YOUR OBJECTIVE
Reproduce the lines of the listing below verbatim, beginning with the line that contains "Task: where can the bare" and continuing through the end of the listing, inclusive.

RECORDS SUPPLIED
---
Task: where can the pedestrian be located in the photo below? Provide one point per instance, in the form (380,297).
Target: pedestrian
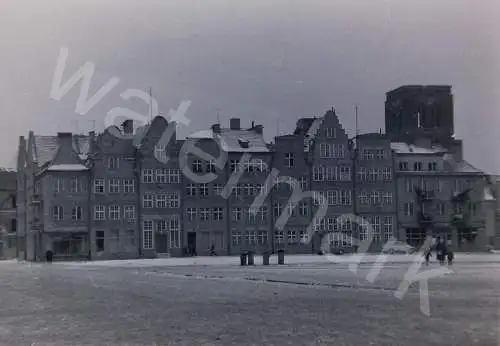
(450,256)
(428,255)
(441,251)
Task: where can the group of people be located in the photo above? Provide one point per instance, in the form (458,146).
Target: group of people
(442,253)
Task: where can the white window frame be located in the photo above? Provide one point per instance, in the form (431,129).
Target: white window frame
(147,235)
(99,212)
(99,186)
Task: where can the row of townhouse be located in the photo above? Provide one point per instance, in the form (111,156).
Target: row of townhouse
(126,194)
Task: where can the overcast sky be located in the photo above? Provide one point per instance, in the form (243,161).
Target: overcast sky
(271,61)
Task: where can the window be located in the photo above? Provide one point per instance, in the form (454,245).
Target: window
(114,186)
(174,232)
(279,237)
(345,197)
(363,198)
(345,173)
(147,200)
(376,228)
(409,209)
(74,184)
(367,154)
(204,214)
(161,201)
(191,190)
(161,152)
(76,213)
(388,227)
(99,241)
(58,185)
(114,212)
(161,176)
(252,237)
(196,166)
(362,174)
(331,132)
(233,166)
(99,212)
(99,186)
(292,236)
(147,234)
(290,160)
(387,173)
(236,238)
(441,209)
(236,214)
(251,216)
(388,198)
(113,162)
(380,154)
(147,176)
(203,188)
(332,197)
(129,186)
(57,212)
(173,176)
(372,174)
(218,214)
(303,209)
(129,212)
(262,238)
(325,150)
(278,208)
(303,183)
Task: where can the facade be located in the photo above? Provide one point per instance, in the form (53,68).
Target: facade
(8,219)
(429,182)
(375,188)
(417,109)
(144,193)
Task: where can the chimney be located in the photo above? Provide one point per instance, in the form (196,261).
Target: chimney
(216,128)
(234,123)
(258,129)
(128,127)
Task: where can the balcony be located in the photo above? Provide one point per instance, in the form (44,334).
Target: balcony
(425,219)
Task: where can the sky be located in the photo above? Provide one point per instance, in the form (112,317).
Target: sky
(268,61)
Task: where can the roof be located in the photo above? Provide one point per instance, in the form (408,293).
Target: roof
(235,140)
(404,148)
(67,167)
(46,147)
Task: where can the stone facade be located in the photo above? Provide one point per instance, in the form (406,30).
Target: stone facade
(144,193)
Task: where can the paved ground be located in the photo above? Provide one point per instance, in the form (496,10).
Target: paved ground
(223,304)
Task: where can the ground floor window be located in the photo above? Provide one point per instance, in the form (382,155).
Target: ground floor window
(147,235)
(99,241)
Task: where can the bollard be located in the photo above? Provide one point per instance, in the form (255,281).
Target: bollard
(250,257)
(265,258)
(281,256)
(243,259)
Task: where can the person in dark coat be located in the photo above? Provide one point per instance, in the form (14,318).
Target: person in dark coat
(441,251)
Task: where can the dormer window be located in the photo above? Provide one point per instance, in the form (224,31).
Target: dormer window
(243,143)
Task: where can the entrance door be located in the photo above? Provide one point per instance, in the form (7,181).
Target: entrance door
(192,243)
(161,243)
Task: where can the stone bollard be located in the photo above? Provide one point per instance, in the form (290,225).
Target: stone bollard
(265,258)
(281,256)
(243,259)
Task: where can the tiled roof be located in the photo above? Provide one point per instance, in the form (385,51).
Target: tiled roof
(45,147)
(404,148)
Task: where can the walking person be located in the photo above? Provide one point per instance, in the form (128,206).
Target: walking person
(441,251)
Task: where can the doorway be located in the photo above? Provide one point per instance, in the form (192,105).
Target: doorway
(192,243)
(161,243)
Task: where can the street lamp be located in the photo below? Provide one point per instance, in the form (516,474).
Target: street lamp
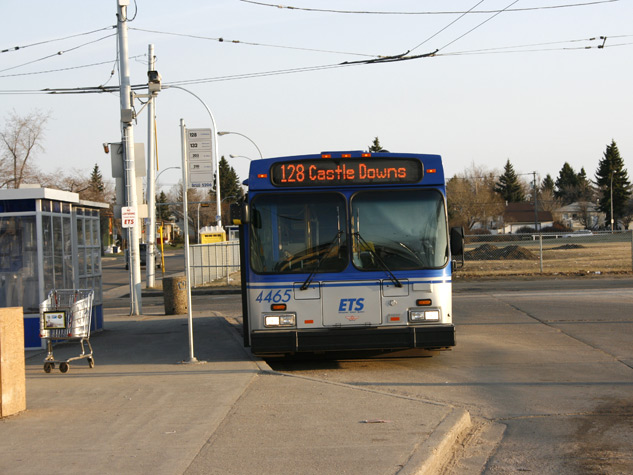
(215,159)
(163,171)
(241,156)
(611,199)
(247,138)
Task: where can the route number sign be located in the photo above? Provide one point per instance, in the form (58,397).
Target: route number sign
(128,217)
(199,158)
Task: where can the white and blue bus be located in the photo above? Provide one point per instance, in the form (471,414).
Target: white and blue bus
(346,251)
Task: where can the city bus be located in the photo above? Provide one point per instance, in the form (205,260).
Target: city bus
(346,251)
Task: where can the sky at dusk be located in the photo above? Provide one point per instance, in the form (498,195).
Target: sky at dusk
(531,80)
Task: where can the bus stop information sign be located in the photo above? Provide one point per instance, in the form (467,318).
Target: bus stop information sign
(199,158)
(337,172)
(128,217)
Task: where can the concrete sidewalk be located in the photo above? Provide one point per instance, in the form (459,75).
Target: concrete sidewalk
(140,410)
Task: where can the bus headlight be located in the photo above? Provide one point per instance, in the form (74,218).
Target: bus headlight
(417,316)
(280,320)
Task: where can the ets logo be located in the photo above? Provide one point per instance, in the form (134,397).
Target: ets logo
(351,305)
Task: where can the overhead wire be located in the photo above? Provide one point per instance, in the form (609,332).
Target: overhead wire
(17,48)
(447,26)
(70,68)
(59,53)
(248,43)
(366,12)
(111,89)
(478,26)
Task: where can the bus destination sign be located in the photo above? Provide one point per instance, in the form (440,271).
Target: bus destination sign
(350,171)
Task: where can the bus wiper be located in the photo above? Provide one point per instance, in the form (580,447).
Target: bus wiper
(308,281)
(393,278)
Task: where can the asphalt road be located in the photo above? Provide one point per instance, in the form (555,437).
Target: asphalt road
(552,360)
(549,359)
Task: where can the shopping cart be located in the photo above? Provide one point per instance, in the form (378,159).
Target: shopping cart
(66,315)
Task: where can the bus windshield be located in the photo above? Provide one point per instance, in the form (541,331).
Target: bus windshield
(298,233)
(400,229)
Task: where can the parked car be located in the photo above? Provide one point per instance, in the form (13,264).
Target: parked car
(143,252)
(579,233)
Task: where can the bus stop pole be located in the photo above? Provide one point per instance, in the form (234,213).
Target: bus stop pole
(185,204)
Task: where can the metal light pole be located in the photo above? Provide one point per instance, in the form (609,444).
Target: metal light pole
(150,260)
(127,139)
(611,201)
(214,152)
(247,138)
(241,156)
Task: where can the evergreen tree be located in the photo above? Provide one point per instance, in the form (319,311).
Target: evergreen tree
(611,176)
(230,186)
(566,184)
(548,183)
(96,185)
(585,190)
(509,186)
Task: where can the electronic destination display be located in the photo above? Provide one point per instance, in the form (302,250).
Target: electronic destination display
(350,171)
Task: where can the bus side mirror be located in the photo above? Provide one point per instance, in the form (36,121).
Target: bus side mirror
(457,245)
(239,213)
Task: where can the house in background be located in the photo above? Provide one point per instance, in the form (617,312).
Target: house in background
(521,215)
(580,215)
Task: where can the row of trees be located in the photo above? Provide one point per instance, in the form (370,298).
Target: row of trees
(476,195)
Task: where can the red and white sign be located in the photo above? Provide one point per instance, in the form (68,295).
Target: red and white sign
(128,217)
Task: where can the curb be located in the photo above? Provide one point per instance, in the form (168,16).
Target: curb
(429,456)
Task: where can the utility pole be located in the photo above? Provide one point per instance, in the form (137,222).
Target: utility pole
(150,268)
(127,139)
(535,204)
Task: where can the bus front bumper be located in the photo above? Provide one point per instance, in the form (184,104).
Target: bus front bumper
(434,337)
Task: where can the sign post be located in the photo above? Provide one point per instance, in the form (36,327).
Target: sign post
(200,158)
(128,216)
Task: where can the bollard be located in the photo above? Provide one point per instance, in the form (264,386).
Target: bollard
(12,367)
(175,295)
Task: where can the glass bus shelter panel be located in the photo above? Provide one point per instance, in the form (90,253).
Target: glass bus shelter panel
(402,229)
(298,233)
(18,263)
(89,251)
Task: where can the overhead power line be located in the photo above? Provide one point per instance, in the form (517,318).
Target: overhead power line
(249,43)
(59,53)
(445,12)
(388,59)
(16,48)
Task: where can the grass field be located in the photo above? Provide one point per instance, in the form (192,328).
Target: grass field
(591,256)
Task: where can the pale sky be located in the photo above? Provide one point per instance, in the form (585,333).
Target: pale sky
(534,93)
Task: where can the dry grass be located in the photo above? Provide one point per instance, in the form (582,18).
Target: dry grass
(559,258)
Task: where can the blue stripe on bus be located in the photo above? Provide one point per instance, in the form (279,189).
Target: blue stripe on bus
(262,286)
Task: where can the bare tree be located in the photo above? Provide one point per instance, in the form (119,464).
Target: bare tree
---
EXERCISE RESPONSE
Task: where can the bare tree be located in the photo above? Provide one point per instance, in the form (119,464).
Target: bare tree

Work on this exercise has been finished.